Problema A:
Según el texto sobre el antisemitismo, ¿qué tres cosas no pudieron darles a los israelíes el miedo que ya no sentían?
Problema B:
Sigue escribiendo el texto sobre el antisemitismo desde su última oración.

En tiempos que el antisemitismo era aceptablemente vergonzoso, no dejaba por eso de fluir, de variar en los activos y pasivos políticos y culturales. En la remordiente Alemania de posguerra, hubo notorias trayectorias filo semitas, exculpaciones e incluso conversiones, como la descubierta recientemente en un alto dirigente comunitario. En el diverso mundo islámico, muchos trataron de montarse en la habitual marea antisemita para empujar ideologías extremistas y fertilizar la tradición europea con nuevas siembras. Otros declaraban que no eran antisemitas porque los árabes eran semitas, como si el significado del antisemitismo fuera etimológico en vez de ideológico. Hubo cruces de interpretaciones históricas y geopolíticas, y confusiones que emergieron de esta atmosfera vacilante entre códigos diferentes. Un ejemplo es la negación del holocausto de muchos análisis orientalistas sobre los judíos. Un ejemplo contrario es la adjudicación al fascista muftí de Jerusalén el proyecto central y decisivo del Holocausto, como si la hecatombe hubiera sido esencialmente antisraelí. Es cierto que una tendencia árabe, visceralmente contraria a un Estado judío, parecía confirmar esa conjetura improvisada. En todo caso, la vivencia ancestral persecutoria siempre la guardaban las tensas memorias de la diáspora; mucho menos los israelíes, casi liberados del miedo y con muchos traumas históricos aliviados. Ni siquiera la ritual visita a Auschwitz, el recorrido del museo del Yad Vashem o el difundido juicio a Eichmann, pudieron suministrarles el miedo que ya no sentían. La sensibilidad real, no conceptual, por uno de los prejuicios más feroces de la historia humana, era intuida, a veces descifrada, pero en invicta clave nacional israelí, no en la piel herida de las minorías. La diferencia entre una identidad de mayoría o minoría no es abstracta, permea el pensamiento.

Registros:
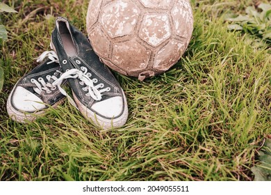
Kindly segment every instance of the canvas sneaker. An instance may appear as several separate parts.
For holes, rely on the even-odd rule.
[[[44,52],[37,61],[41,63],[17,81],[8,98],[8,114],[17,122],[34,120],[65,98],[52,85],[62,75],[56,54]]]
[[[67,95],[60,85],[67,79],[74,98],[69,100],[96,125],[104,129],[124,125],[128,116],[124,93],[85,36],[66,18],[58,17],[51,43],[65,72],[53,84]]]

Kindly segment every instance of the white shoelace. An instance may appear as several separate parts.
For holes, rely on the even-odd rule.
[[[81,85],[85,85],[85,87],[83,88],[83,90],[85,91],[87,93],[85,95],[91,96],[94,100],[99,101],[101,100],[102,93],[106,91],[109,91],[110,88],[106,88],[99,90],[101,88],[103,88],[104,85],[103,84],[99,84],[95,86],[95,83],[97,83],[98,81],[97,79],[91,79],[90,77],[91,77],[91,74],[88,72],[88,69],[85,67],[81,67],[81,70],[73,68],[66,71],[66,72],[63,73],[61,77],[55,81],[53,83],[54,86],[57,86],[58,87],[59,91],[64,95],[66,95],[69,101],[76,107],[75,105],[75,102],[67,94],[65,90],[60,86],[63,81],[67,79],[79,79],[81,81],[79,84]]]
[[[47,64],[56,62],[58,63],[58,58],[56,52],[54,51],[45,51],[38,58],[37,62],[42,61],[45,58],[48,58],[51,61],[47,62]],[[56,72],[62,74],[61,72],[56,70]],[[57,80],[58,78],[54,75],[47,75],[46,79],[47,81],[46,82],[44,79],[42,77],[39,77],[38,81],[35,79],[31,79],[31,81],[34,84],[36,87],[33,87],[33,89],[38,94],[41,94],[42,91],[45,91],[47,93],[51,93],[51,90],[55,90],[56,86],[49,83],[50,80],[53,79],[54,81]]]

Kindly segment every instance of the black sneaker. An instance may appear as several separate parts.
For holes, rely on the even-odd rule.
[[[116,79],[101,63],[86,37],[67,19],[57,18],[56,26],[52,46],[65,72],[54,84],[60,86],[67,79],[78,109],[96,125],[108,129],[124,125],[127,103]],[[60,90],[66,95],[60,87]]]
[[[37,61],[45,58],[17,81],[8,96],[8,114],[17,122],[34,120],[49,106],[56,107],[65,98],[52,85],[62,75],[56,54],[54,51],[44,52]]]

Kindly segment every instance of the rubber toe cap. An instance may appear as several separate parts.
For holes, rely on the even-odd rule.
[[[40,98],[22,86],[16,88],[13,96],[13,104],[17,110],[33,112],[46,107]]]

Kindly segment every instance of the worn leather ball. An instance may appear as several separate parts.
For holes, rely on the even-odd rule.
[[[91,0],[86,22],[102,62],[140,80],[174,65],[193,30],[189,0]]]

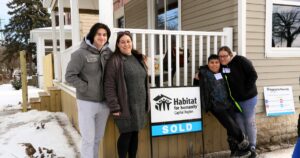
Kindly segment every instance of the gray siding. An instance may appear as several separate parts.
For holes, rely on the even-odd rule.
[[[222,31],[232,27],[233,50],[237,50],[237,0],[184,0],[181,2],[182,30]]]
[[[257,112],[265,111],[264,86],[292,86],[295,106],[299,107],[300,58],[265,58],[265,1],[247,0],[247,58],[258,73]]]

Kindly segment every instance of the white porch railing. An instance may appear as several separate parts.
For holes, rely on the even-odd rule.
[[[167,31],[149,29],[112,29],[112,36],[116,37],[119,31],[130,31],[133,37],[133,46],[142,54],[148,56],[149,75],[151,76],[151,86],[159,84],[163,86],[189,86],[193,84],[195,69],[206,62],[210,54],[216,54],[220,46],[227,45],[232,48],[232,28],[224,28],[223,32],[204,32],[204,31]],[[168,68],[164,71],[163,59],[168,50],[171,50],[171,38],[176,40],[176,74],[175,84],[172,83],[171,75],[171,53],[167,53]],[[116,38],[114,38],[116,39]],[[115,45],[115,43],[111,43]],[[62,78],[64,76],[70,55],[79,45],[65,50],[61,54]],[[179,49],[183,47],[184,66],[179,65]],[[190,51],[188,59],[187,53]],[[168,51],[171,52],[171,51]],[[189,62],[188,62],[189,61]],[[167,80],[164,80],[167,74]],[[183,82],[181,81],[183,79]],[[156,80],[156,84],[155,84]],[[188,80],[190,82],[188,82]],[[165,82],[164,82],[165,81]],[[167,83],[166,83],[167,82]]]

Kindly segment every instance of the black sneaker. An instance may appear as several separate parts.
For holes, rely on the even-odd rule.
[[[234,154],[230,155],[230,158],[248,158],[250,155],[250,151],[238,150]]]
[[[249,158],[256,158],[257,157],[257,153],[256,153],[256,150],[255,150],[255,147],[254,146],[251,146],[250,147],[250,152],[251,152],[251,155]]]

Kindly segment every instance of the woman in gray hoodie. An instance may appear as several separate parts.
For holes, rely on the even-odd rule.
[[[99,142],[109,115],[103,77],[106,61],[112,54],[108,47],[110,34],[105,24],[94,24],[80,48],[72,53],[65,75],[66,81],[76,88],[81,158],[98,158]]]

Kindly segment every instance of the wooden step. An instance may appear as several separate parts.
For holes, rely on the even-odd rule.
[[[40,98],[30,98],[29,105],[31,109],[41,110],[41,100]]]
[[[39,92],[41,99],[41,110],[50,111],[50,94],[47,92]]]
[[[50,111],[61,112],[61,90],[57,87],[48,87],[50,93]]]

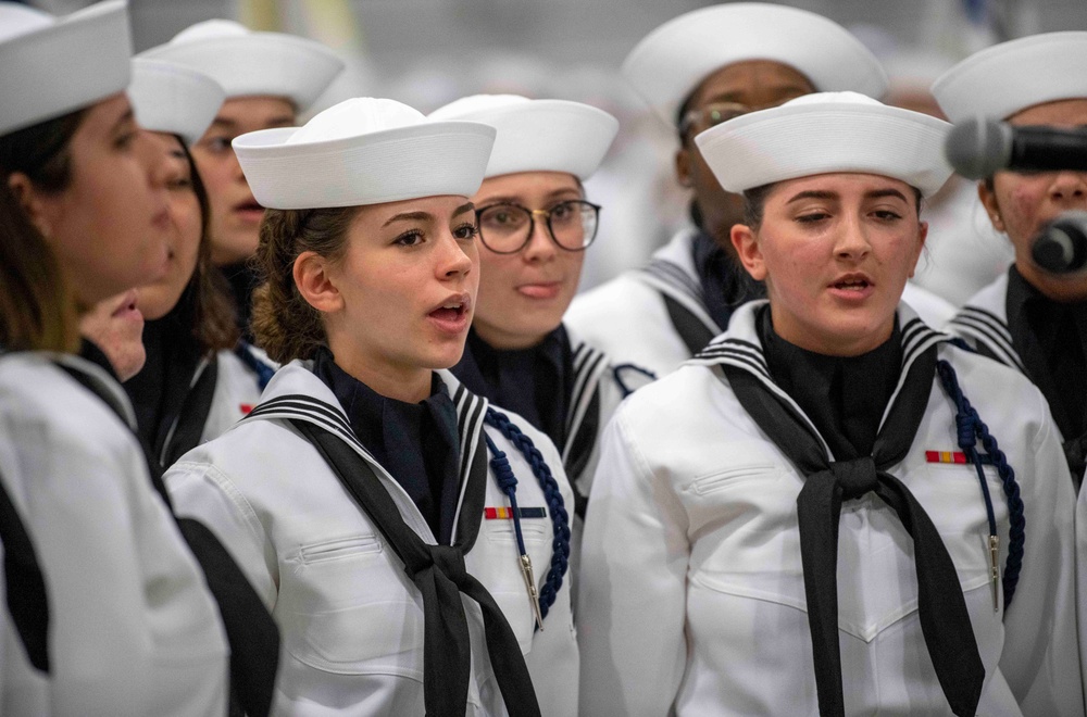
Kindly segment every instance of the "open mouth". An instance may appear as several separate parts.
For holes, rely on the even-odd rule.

Espacio de respuesta A:
La visita ritual a Auschwitz, el recorrido del museo del Yad Vashem y el difundido juicio a Eichmann.

Espacio de respuesta B:
Por una sincronía sugerente y misteriosa en la diana de estas diferencias, las informaciones televisivas compartieron la escena orgullosa de los atletas israelíes, ganadores del campeonato mundial de judo en una capital árabe, con imágenes de la perpleja comunidad de Pittsburg, infamada dramáticamente por el odio elemental de los pogroms. No era ese asesinato una prueba de la banalidad de mal, no era la dificultad filosófica de pensar, ni un error de la razón o un transparente testimonio ideológico, solo un nuevo acierto del viejo odio.

El crimen de Pittsburgh, que posteriormente también ilustró la solidaridad de la comunidad musulmana de EEUU, repone el carácter ancestral, irracional, histórico e inequívoco del antisemitismo. Su patológica y extendida inocencia. Un ácido maligno capaz de atravesar las ideologías, perforar en silencio el mundo bolchevique, los claustros conservadores, la fe polaca, el nacionalismo húngaro o el aislacionismo norteamericano. Es posible moderarlo, pero es difícil pensar su extinción, al menos antes que la defectuosa especie humana comience a enfurecerse con invasores marcianos o venusinos, los hipotéticos judíos del futuro. No es este un odio meramente circunstancial, cumple una función estructural con un Otro de occidente. Su ubicuidad es la de un auténtico viajero, el verdadero errante del tiempo.  Ese odio trashumante rebalsó en Pittsburgh los estratos profundos de la lava, y manifestó su prístino origen, la pavorosa inocencia del mal en la condición humana.